Stored data entries:

= = = = = = =

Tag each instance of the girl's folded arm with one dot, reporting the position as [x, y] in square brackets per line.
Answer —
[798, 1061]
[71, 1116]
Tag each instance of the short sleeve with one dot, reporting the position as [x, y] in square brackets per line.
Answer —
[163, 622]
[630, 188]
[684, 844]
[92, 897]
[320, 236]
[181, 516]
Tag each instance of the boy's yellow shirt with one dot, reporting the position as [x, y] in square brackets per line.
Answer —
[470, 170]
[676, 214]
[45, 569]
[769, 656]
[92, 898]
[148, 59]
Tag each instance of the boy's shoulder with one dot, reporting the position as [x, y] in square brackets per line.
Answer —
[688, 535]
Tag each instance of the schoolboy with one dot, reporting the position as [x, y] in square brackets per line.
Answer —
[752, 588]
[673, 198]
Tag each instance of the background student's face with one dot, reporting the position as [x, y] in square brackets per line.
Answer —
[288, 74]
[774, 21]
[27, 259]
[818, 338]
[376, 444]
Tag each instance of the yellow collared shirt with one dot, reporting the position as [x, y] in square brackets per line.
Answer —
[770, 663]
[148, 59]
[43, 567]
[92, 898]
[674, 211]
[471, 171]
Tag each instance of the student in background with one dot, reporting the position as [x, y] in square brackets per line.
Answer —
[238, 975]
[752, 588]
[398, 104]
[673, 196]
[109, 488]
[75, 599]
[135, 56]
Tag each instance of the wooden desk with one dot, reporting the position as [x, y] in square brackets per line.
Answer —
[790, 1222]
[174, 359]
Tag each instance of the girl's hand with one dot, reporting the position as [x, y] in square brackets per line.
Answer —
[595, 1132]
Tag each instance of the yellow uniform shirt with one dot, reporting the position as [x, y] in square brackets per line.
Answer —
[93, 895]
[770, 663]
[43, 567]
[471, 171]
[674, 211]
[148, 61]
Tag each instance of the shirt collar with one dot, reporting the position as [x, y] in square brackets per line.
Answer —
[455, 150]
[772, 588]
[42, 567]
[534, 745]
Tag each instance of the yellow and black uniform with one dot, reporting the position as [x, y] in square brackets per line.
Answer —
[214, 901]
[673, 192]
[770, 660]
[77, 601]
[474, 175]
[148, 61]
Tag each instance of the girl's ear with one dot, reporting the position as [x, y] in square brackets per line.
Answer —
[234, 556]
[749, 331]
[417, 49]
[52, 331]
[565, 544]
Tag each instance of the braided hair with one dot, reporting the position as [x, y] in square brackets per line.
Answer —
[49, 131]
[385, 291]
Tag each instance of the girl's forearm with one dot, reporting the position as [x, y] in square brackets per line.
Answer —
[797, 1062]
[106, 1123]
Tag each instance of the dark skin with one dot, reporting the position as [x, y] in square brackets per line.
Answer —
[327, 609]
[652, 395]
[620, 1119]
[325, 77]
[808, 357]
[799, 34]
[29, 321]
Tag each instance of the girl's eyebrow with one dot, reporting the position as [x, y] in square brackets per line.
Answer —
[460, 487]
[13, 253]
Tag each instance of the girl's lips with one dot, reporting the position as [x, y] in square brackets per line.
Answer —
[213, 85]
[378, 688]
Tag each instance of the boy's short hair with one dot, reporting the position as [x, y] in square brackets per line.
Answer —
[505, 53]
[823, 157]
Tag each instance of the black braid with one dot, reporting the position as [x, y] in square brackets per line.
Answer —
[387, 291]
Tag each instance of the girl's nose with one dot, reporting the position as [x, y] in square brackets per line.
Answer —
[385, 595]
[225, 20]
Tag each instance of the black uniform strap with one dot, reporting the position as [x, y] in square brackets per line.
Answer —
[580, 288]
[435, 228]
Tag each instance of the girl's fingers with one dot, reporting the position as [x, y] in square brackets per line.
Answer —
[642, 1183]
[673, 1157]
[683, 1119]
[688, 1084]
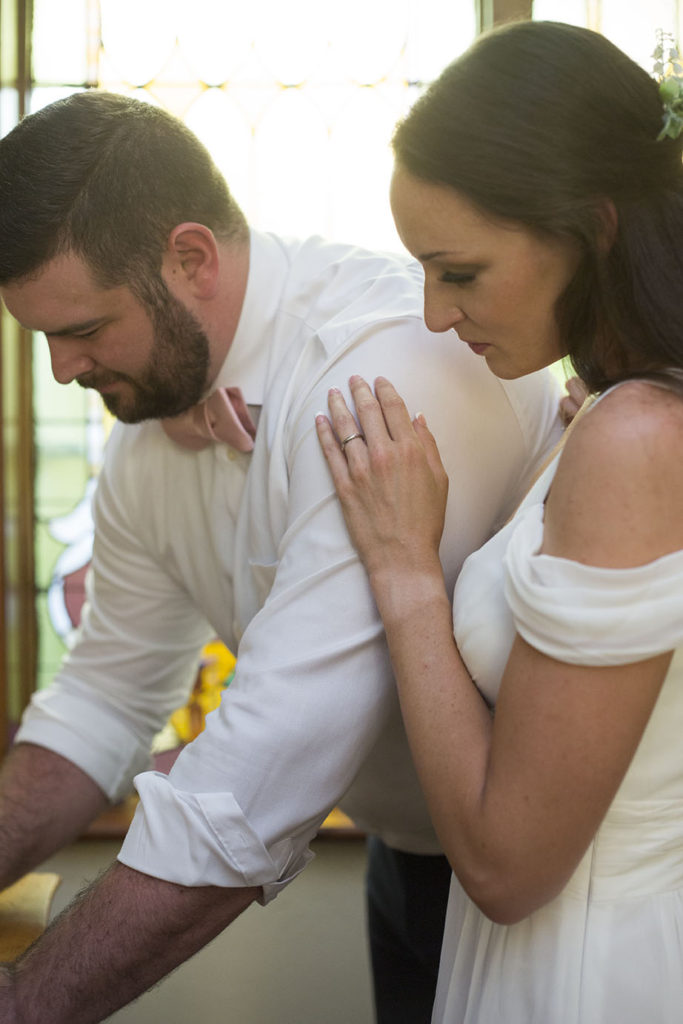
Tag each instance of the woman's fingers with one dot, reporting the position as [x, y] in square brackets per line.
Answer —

= = = = = = =

Copy every line above that includes the string "hair".

** Task output **
Tag each instance of the braided hair with one dot, reporting the position as [x, y] in square brackets per line.
Tag each instance of the boy's short hair with one dot, reporting the position as [x, y] in square brackets per line.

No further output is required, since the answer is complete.